WORK INSTRUCTION:
Please repeat the data exactly. Any picture in it stays out.

(Photo-based referring expression data)
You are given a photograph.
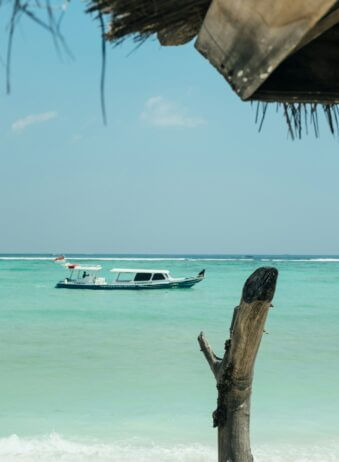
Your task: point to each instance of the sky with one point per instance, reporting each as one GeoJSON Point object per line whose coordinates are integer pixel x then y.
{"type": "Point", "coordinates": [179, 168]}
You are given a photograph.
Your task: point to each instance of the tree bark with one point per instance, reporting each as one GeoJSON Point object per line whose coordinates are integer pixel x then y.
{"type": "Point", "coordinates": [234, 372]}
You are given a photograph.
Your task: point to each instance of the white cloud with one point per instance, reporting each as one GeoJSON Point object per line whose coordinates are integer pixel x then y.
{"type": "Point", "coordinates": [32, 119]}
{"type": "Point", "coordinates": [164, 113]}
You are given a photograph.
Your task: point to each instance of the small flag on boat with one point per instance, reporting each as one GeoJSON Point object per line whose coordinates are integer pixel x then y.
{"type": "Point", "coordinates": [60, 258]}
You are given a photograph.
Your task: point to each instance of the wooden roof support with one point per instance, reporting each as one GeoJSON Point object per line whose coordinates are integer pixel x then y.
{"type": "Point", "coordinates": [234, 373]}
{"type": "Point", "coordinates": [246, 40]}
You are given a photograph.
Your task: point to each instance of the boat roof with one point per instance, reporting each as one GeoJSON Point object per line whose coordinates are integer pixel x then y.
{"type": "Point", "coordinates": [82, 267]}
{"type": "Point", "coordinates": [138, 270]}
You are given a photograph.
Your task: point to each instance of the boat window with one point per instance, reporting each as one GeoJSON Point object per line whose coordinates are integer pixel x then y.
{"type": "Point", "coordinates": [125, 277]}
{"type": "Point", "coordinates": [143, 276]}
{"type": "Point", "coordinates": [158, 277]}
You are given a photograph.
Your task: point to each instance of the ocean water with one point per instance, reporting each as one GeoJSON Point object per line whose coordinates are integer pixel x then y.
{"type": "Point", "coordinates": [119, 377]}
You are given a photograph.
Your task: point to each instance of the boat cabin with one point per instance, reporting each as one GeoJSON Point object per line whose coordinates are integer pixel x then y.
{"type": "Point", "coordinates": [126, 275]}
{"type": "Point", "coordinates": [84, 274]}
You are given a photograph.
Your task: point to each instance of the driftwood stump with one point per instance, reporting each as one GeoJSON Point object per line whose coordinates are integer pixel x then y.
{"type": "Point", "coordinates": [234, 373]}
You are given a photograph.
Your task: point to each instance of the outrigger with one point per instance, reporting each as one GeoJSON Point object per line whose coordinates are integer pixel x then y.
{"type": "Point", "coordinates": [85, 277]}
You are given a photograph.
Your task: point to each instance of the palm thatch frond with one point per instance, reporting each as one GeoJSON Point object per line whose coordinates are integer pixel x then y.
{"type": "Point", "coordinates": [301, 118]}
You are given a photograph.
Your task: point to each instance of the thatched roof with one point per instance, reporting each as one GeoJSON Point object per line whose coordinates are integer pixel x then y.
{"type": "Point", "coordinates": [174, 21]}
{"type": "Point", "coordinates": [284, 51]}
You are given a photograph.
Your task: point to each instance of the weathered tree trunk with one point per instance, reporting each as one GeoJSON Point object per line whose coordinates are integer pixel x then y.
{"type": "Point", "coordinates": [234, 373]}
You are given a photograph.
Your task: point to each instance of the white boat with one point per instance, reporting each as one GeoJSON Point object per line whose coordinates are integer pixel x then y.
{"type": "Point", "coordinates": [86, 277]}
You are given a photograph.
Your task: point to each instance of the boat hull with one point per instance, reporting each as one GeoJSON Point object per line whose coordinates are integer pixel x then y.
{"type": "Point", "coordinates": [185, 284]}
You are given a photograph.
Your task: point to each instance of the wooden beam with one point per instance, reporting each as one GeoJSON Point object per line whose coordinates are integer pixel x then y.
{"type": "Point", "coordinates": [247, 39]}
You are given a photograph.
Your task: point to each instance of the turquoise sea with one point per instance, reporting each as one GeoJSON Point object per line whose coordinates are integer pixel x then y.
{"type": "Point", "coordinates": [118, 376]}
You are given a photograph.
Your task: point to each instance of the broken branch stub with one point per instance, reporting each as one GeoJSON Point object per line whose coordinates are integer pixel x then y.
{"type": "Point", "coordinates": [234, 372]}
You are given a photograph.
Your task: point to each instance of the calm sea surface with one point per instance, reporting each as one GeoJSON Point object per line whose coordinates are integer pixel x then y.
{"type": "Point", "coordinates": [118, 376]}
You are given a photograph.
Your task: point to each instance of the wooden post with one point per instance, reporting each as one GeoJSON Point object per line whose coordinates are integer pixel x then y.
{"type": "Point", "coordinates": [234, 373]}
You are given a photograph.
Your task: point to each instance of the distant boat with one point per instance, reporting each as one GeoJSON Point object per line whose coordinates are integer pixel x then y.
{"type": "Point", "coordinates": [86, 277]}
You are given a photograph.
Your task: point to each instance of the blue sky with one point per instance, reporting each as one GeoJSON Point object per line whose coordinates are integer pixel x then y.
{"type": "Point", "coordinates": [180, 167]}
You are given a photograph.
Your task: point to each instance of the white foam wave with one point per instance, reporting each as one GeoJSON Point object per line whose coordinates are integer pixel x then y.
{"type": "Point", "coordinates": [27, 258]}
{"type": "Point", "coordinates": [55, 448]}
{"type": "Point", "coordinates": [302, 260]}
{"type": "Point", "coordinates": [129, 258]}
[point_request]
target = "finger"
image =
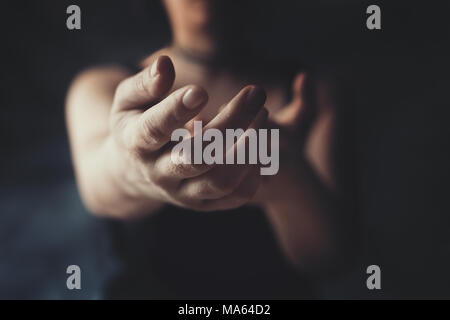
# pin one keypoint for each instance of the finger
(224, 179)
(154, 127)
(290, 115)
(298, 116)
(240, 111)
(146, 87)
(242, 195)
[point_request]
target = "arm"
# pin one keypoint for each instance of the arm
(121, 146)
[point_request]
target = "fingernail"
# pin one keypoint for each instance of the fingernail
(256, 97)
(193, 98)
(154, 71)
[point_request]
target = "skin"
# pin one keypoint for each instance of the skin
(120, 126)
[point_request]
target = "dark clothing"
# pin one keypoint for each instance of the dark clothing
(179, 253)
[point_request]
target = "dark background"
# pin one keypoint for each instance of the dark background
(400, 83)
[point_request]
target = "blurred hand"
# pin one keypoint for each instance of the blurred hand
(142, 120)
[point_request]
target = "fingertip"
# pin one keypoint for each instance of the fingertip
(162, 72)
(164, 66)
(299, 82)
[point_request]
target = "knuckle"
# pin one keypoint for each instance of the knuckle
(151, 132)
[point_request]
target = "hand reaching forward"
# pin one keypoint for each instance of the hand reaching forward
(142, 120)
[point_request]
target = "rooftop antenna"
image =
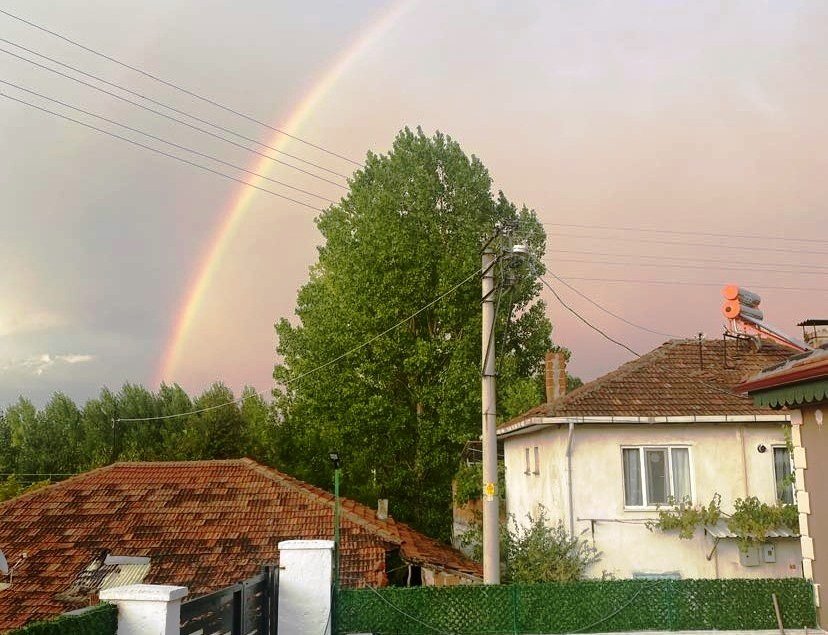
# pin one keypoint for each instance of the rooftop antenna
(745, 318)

TASK RESPONSE:
You are given a photograph.
Your task: point to each instance of the sky with one point per instance, reporting each as one GeoJSON Point object per line whose coordinates are integer pixel x then y.
{"type": "Point", "coordinates": [179, 168]}
You are given a photograph.
Your task: point to each instance of the tree bark with one point per instance, reporting each as one GeoJSON Point object per line whose coordinates are integer pixel x then y.
{"type": "Point", "coordinates": [234, 372]}
You are given a photograph.
Your task: point to each instance of the white cloud with one point per instance, reporting each as one GeoJSON Point object per line whose coordinates are integer pixel x then y.
{"type": "Point", "coordinates": [32, 119]}
{"type": "Point", "coordinates": [164, 113]}
You are given a photograph.
Your task: point to each instance of the small flag on boat with one point per instance, reporting each as one GeoJSON Point object per line whose coordinates are integer pixel x then y.
{"type": "Point", "coordinates": [60, 258]}
You are given a photograph.
Your task: point to each instance of the wooden roof support with one point per instance, reporting each as one GeoJSON Point object per line whose coordinates are integer pixel x then y.
{"type": "Point", "coordinates": [234, 373]}
{"type": "Point", "coordinates": [246, 40]}
You are given a photograph.
Your task: point to each instance of the boat roof with one point per instance, reporting each as one GeoJSON Point object per line whose coordinates are integer pixel x then y.
{"type": "Point", "coordinates": [82, 267]}
{"type": "Point", "coordinates": [138, 270]}
You are given a photograph.
Your task: point to each instance of the boat window with one point per instance, reporting each as one GeoJSON Point object per line whose coordinates are integer pixel x then y.
{"type": "Point", "coordinates": [125, 277]}
{"type": "Point", "coordinates": [143, 276]}
{"type": "Point", "coordinates": [158, 277]}
You are given a photograph.
Your task: point to each instance of the ocean water with one point per instance, reporting each as one GeoJSON Point object per line whose coordinates are integer pixel x then y.
{"type": "Point", "coordinates": [119, 377]}
You are given a photograph.
Your task: point to each instance of the boat cabin with one point per instance, reporting each as one GeoJSON Point object per line whose coordinates are integer pixel x then y.
{"type": "Point", "coordinates": [126, 275]}
{"type": "Point", "coordinates": [84, 274]}
You are given a photograph.
Your task: point to each instance of the driftwood stump with one point per instance, reporting each as one GeoJSON Point object per line whose coordinates are integer pixel x then y.
{"type": "Point", "coordinates": [234, 373]}
You are given a photograph.
Your task: point to each instance of the outrigger with one point per instance, reporting each as one GeoJSON Point object per line whose coordinates are integer pixel x then y.
{"type": "Point", "coordinates": [85, 277]}
You are given a photograph.
Your task: point to each instance of the palm thatch frond with one point per instance, reporting each as one GeoJSON Point object per line whose coordinates are integer pixel x then y.
{"type": "Point", "coordinates": [301, 118]}
You are given a photograph.
Your task: point to each instance of the thatched roof with one point per instance, reporting each as one GeoJSON Point object per line whose coordinates are integer pixel x then y.
{"type": "Point", "coordinates": [174, 21]}
{"type": "Point", "coordinates": [284, 51]}
You are given a photograph.
Your task: point to each instance of the weathered tree trunk with one point per instance, reporting each as one GeoJSON Point object per line whose coordinates are integer pixel x then y.
{"type": "Point", "coordinates": [234, 373]}
You are given a photograph.
Your task: point to each instance of the white boat with one point per instance, reporting each as one GeoJSON Point object per line whose coordinates are integer pixel x then y.
{"type": "Point", "coordinates": [86, 277]}
You are given a photograph.
Your task: point to each instance of the boat hull with one point per instance, reporting each as one GeoJSON Point object per line whose coordinates are integer pixel x then y.
{"type": "Point", "coordinates": [185, 284]}
You are given a photograph.
Your task: point to each instance of the wooden beam with one point per instance, reporting each as one GeoJSON Point object per line whose coordinates are integer pixel x then y.
{"type": "Point", "coordinates": [247, 39]}
You are given a photograph.
Your task: point to each instance of the turquoise sea with one point per instance, reporting each as one GeoJSON Point object per line whose coordinates are integer pixel x then y.
{"type": "Point", "coordinates": [118, 376]}
You are given a photograph.
Your task: point to each instance of the broken branch stub with one point per instance, reporting each as one GeoJSON Point object per line whose coordinates are integer pixel x then y.
{"type": "Point", "coordinates": [234, 372]}
You are given a photograph.
Your task: point to each instance of the calm sea surface with one point per instance, reporting each as one GeoJSON Point object per line whose coordinates are integer pixel x then y.
{"type": "Point", "coordinates": [118, 376]}
You are given a photograph.
Your task: point to each instance of the wooden post with one point per instance, reporting each as one GeoJSON Point object per line whose coordinates are integer pixel x then y.
{"type": "Point", "coordinates": [234, 373]}
You are given a photograph.
Your task: point to each instance of the distant boat with one point per instance, reporting each as one GeoJSON Point object per line whose coordinates are integer pixel x then y.
{"type": "Point", "coordinates": [86, 277]}
You are given a photograph.
Your task: point to each instance of the blue sky with one point per instance, reporting each as one GeoJSON Point object per line whose coordinates are integer pixel x then y.
{"type": "Point", "coordinates": [180, 167]}
You are given a photograph.
Your task: point to each instance of the white foam wave with one point per instance, reporting each as one GeoJSON Point object per line whose coordinates are integer pixel x then y.
{"type": "Point", "coordinates": [27, 258]}
{"type": "Point", "coordinates": [55, 448]}
{"type": "Point", "coordinates": [302, 260]}
{"type": "Point", "coordinates": [129, 258]}
[point_request]
target = "finger"
image =
# pin one keypoint for each instance of the finger
(224, 179)
(154, 127)
(290, 115)
(298, 116)
(240, 111)
(146, 87)
(242, 195)
[point_request]
target = "arm"
# pin one keypoint for each instance of the arm
(121, 146)
[point_request]
target = "fingernail"
# pin one keypoint for each instance of the fingernail
(256, 97)
(193, 98)
(154, 71)
[point_request]
target = "skin"
# pin one keypoint for each instance of the skin
(120, 126)
[point_request]
target = "dark clothing"
# pin one keypoint for each instance of the dark clothing
(179, 253)
[point_request]
target = "dark background"
# pin one keypoint for each instance of the dark background
(400, 83)
[point_request]
target = "blurred hand"
# pin one keypoint for each instance of the blurred hand
(142, 120)
[point_request]
target = "fingertip"
# pin one keypoint for each instance of the fingertip
(162, 72)
(164, 66)
(299, 82)
[point_request]
target = "knuckle"
# pin one keypoint for each instance of the knuckle
(151, 132)
[point_request]
target = "hand reaching forward"
# pin one keypoint for each instance of the hand reaching forward
(142, 120)
[point_request]
target = "rooftop antenna"
image =
# pin one keypoint for each instance of the rooftop antenna
(745, 318)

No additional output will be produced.